WRITTEN REQUEST
From the material below, pull out the part that opens with the line containing "Could you provide the mask of every instance of the geomembrane" and closes with the line containing "M207 55L195 46L188", copying each line word for word. Leave the pictures out of your answer.

INFORMATION GIVEN

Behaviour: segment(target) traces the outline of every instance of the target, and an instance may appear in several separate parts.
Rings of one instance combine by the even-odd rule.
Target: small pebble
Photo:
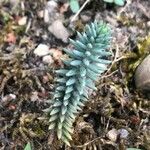
[[[57,38],[61,39],[63,42],[68,42],[69,32],[63,25],[61,20],[54,21],[49,27],[48,30]]]
[[[54,62],[54,60],[52,59],[52,56],[50,55],[46,55],[43,57],[43,63],[45,64],[52,64]]]
[[[126,129],[119,129],[120,138],[126,139],[129,135],[129,132]]]
[[[92,13],[90,11],[85,11],[85,12],[81,13],[80,17],[83,22],[87,23],[88,21],[91,20]]]
[[[27,17],[24,16],[18,20],[18,25],[23,26],[27,23]]]
[[[52,23],[57,12],[57,3],[53,0],[48,1],[44,10],[44,22]]]
[[[49,54],[49,52],[49,47],[45,44],[39,44],[34,50],[34,54],[40,57]]]
[[[111,141],[116,142],[118,131],[116,129],[110,130],[106,135]]]

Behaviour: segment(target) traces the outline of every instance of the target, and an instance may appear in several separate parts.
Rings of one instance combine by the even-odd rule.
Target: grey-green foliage
[[[96,90],[94,81],[111,63],[110,29],[103,23],[86,25],[83,33],[77,33],[77,40],[71,40],[73,50],[64,49],[69,59],[64,60],[64,68],[57,70],[56,89],[51,106],[46,109],[49,129],[55,129],[58,139],[67,145],[72,140],[73,122],[88,101],[89,89]]]

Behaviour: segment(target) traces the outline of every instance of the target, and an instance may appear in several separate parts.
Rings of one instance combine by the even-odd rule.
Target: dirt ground
[[[150,150],[150,96],[134,83],[136,67],[150,53],[150,0],[126,0],[123,7],[91,0],[74,21],[67,0],[53,2],[0,1],[0,150],[23,150],[28,142],[34,150]],[[42,110],[63,65],[62,48],[94,20],[111,27],[114,56],[67,147],[48,131]],[[49,47],[45,59],[35,53],[39,44]]]

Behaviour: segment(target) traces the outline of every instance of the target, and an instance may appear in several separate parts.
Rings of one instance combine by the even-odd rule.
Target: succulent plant
[[[86,25],[83,33],[77,32],[77,40],[70,39],[73,50],[64,49],[69,56],[63,60],[64,68],[57,70],[54,97],[45,111],[49,115],[49,129],[55,130],[58,139],[70,145],[73,122],[88,101],[89,89],[96,90],[95,81],[111,63],[111,33],[103,23]]]

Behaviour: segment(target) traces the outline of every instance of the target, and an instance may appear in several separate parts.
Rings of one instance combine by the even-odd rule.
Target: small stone
[[[43,10],[38,11],[37,15],[39,18],[43,18],[44,17],[44,11]]]
[[[43,63],[45,64],[52,64],[54,62],[54,60],[52,59],[52,56],[50,55],[46,55],[43,57]]]
[[[57,3],[53,0],[48,1],[44,9],[44,22],[52,23],[55,20],[57,14]]]
[[[85,11],[85,12],[81,13],[80,17],[83,22],[87,23],[88,21],[91,20],[92,14],[90,11]]]
[[[129,135],[129,132],[126,129],[119,129],[120,138],[126,139]]]
[[[68,42],[69,32],[61,22],[61,20],[54,21],[48,30],[57,38],[61,39],[63,42]]]
[[[45,44],[39,44],[34,50],[34,54],[40,57],[49,54],[49,52],[49,47]]]
[[[106,135],[111,141],[116,142],[118,131],[116,129],[110,130]]]
[[[27,23],[27,17],[24,16],[18,20],[18,25],[23,26]]]
[[[135,85],[142,91],[150,91],[150,55],[137,67],[135,72]]]

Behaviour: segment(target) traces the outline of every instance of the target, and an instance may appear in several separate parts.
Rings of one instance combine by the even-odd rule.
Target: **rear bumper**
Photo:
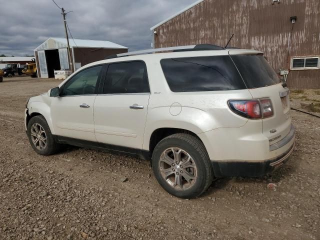
[[[261,176],[273,172],[286,162],[294,152],[296,142],[281,155],[264,161],[212,161],[214,176]]]

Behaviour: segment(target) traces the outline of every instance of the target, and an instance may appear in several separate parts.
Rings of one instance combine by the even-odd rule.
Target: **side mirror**
[[[50,90],[50,96],[58,96],[60,94],[58,86],[51,88]]]

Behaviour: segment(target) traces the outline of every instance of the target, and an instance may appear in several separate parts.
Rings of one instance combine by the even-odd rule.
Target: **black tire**
[[[34,124],[38,124],[41,126],[44,130],[46,136],[46,145],[43,149],[37,148],[32,142],[32,128]],[[27,134],[29,142],[34,150],[36,152],[44,156],[52,155],[58,152],[60,150],[60,144],[57,143],[53,138],[50,128],[48,126],[46,119],[42,116],[38,116],[32,118],[28,122]],[[38,141],[39,142],[39,141]]]
[[[162,174],[160,156],[164,151],[172,148],[174,149],[180,148],[188,154],[192,158],[192,162],[194,162],[196,166],[196,176],[195,181],[192,184],[187,183],[189,186],[186,189],[177,189],[172,186],[167,182]],[[214,179],[212,166],[204,146],[198,138],[190,134],[176,134],[162,139],[156,146],[152,153],[152,161],[154,176],[160,185],[170,194],[178,198],[192,198],[200,196],[208,188]],[[163,170],[163,165],[162,168]],[[171,168],[170,166],[166,168],[166,170]],[[174,168],[176,166],[172,166],[172,168],[173,170]],[[184,174],[182,172],[184,172],[182,170],[184,170],[188,168],[177,168],[178,170],[176,170],[175,173],[170,174],[173,174],[170,178],[176,178],[176,175],[179,174],[181,176],[182,176],[182,174],[186,174],[185,172]],[[182,173],[178,174],[180,170]],[[181,178],[184,178],[184,176],[182,176]],[[186,178],[183,179],[184,180],[182,181],[186,182]],[[184,188],[182,187],[182,188]]]

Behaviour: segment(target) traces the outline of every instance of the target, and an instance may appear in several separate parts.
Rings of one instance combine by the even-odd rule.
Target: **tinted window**
[[[248,88],[270,86],[280,82],[274,69],[261,55],[232,55]]]
[[[174,92],[244,89],[229,56],[162,59],[166,79]]]
[[[62,96],[94,94],[102,66],[96,66],[81,71],[64,86]]]
[[[146,66],[142,62],[109,65],[104,94],[149,92]]]

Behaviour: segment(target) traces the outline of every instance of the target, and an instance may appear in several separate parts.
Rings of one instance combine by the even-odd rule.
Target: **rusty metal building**
[[[150,30],[156,48],[224,46],[234,34],[230,46],[264,52],[290,87],[320,88],[320,0],[200,0]]]
[[[72,39],[69,42],[74,71],[110,55],[128,52],[128,48],[109,41]],[[48,38],[34,50],[34,56],[39,78],[53,78],[54,70],[70,68],[66,38]]]

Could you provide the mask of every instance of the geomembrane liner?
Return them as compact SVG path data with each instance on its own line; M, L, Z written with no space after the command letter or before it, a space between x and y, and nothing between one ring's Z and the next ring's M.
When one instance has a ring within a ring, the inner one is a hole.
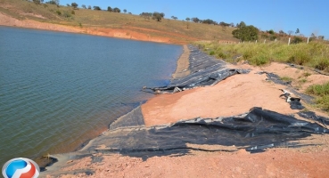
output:
M207 55L195 46L188 45L190 49L190 75L172 79L168 86L145 87L153 93L174 93L197 86L213 85L235 74L247 74L248 69L226 68L226 63L222 60Z
M195 118L170 125L110 130L82 150L164 151L190 149L186 143L234 145L247 150L262 146L264 149L296 141L310 134L329 134L329 130L316 123L253 108L243 117Z

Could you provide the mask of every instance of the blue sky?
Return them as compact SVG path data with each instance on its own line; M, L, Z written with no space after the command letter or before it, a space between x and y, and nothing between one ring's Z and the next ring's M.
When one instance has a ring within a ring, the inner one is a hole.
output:
M47 0L45 0L47 1ZM160 12L165 18L197 17L234 24L244 21L261 30L296 31L305 36L314 33L329 39L328 0L60 0L61 4L77 3L102 9L118 7L133 14Z

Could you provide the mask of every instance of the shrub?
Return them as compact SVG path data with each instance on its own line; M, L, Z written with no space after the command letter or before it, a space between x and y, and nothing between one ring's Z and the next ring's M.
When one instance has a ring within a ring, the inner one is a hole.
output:
M274 40L276 40L276 36L271 36L269 37L269 39L270 39L271 41L274 41Z
M62 13L62 16L65 17L65 18L69 18L69 17L71 17L72 15L69 12L64 12Z
M224 53L223 52L219 52L218 54L219 59L226 59L227 55L226 53Z
M317 104L323 109L329 111L329 82L324 85L310 85L306 92L317 96L316 99Z
M261 66L269 62L269 60L266 54L259 54L253 57L251 60L251 64Z
M301 43L303 39L301 39L301 37L294 36L292 41L292 44L299 44L299 43Z
M62 12L61 12L61 11L60 11L60 10L57 10L57 11L56 11L56 13L57 13L57 15L62 15Z
M316 64L316 69L320 69L320 70L324 70L325 69L329 68L329 60L325 59L325 58L321 58L320 60L318 60L317 61Z
M317 96L329 95L329 82L324 85L313 85L308 86L306 92Z
M295 52L295 53L289 58L288 62L303 65L308 62L310 60L311 58L307 52L300 50Z

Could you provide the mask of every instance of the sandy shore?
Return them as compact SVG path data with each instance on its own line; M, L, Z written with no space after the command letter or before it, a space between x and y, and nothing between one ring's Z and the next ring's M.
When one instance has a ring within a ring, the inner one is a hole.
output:
M186 50L185 53L187 53ZM177 61L183 65L177 67L176 73L188 68L184 56ZM306 70L280 63L261 68L245 64L231 67L251 69L251 71L230 77L213 86L155 96L142 106L146 126L197 117L232 116L247 112L255 106L283 114L297 112L278 97L283 85L267 81L265 75L256 73L265 70L282 77L289 76L297 81ZM292 82L292 85L303 91L311 84L329 80L329 77L308 72L311 73L307 77L308 83L300 85L298 82ZM327 117L326 113L303 104L318 115ZM293 149L284 146L254 154L240 150L234 152L191 150L186 155L172 154L147 158L115 153L95 153L92 157L78 160L70 160L70 157L66 157L66 163L62 163L64 167L61 170L69 174L53 174L47 177L326 177L329 174L326 168L329 163L329 136L312 134L298 141L298 143L304 146Z

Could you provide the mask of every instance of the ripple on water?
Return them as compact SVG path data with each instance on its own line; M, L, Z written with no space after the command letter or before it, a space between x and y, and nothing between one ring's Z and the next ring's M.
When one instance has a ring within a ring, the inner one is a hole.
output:
M70 151L166 85L182 47L0 27L0 164Z

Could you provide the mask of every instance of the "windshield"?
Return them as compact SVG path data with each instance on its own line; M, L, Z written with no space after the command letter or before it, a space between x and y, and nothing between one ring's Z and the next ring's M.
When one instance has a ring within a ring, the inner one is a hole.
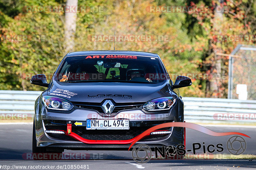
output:
M66 57L54 80L61 82L92 81L145 83L162 82L168 77L157 57L126 55L86 55Z

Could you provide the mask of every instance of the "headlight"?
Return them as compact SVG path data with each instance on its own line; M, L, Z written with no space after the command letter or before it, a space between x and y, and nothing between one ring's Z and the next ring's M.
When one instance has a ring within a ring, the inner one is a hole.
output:
M146 111L157 111L170 109L176 101L173 97L158 98L148 101L143 105Z
M69 110L74 107L73 104L66 99L54 96L45 96L42 100L47 108L60 110Z

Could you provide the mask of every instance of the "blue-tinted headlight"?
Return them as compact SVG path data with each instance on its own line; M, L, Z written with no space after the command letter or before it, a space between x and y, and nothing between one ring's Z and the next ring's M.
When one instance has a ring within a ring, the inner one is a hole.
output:
M153 99L143 105L146 111L157 111L168 110L174 104L176 98L174 97L164 97Z
M60 110L70 110L74 107L70 101L60 97L45 96L42 100L47 108Z

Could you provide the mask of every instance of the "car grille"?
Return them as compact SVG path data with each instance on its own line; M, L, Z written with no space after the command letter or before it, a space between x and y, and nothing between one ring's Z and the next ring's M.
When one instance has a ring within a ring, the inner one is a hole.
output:
M105 113L101 107L101 103L84 102L72 102L72 103L76 107L76 108L93 110L98 113L101 116L105 116ZM115 103L114 110L111 113L111 116L115 116L121 111L135 109L142 109L142 106L144 103L144 102Z

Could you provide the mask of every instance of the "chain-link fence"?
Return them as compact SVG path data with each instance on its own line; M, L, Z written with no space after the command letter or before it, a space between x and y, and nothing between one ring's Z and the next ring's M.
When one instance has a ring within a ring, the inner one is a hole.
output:
M256 46L239 45L230 55L228 98L256 100Z

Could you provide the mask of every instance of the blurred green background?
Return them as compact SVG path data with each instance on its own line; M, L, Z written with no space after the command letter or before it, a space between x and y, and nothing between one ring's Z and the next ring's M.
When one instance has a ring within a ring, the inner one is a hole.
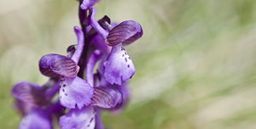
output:
M96 18L138 21L126 47L137 72L125 110L103 113L113 129L256 128L256 1L102 0ZM18 128L12 86L43 84L38 63L66 54L79 25L75 0L0 0L0 126Z

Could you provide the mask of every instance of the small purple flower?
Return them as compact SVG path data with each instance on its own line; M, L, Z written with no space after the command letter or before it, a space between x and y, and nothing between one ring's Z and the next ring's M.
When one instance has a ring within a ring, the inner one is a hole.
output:
M24 115L20 129L51 129L52 117L61 129L103 129L102 109L119 112L129 100L127 82L136 70L124 47L143 36L142 26L133 20L111 23L106 15L96 20L97 1L79 2L78 43L68 47L67 56L49 53L39 60L49 81L43 86L22 81L12 90Z

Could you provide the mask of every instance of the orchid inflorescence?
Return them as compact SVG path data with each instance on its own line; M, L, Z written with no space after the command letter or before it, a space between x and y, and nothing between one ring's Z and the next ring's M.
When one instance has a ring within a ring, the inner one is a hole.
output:
M15 107L24 116L20 129L51 129L54 120L61 129L103 129L101 112L119 111L127 103L127 81L136 70L124 47L143 32L133 20L115 24L106 15L96 20L96 3L79 1L81 29L74 26L78 43L67 55L41 58L39 70L49 81L14 86Z

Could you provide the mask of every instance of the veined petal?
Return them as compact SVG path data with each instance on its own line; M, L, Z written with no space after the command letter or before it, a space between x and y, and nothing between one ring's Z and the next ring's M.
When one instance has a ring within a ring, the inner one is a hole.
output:
M12 94L16 98L33 106L44 106L50 102L50 98L45 95L45 89L34 83L20 82L14 87Z
M126 20L109 31L107 43L109 46L115 46L121 42L123 42L123 45L128 45L140 38L143 34L143 31L139 23Z
M95 110L93 107L73 109L60 118L61 129L94 129Z
M83 0L82 4L80 5L81 9L86 10L92 7L96 0Z
M79 70L79 66L66 56L50 53L41 58L39 70L43 75L49 77L60 76L75 77Z
M21 121L20 129L52 129L51 117L42 109L34 109Z
M111 87L100 87L94 89L91 105L104 109L115 107L122 103L122 94Z
M75 78L63 77L61 81L60 102L68 109L81 109L91 103L93 87L86 81L79 76Z
M32 109L31 104L27 104L25 102L16 99L15 102L15 108L19 110L19 112L25 115Z
M135 73L134 64L122 44L112 48L104 62L104 77L110 84L121 85Z

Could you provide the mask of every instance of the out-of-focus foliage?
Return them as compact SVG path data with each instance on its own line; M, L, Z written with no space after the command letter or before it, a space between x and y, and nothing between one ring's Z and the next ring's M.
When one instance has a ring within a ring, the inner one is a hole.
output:
M256 128L256 1L102 0L97 18L138 21L128 47L137 73L115 129ZM41 56L76 42L75 0L0 0L0 125L17 128L12 85L43 84Z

FULL SOLUTION
Could you provide the mask of every instance of the geomembrane liner?
Return them as compact SVG path data with each instance on its own line; M, L, Z written with no space after the command letter or before it, a space between x and y, and nothing between one ring's Z and the next ring's M.
When one instance has a ring within a ring, the inner one is a hole.
output:
M207 55L195 46L188 45L190 49L190 75L172 79L168 86L145 87L153 93L174 93L197 86L213 85L235 74L247 74L248 69L226 68L226 63L222 60Z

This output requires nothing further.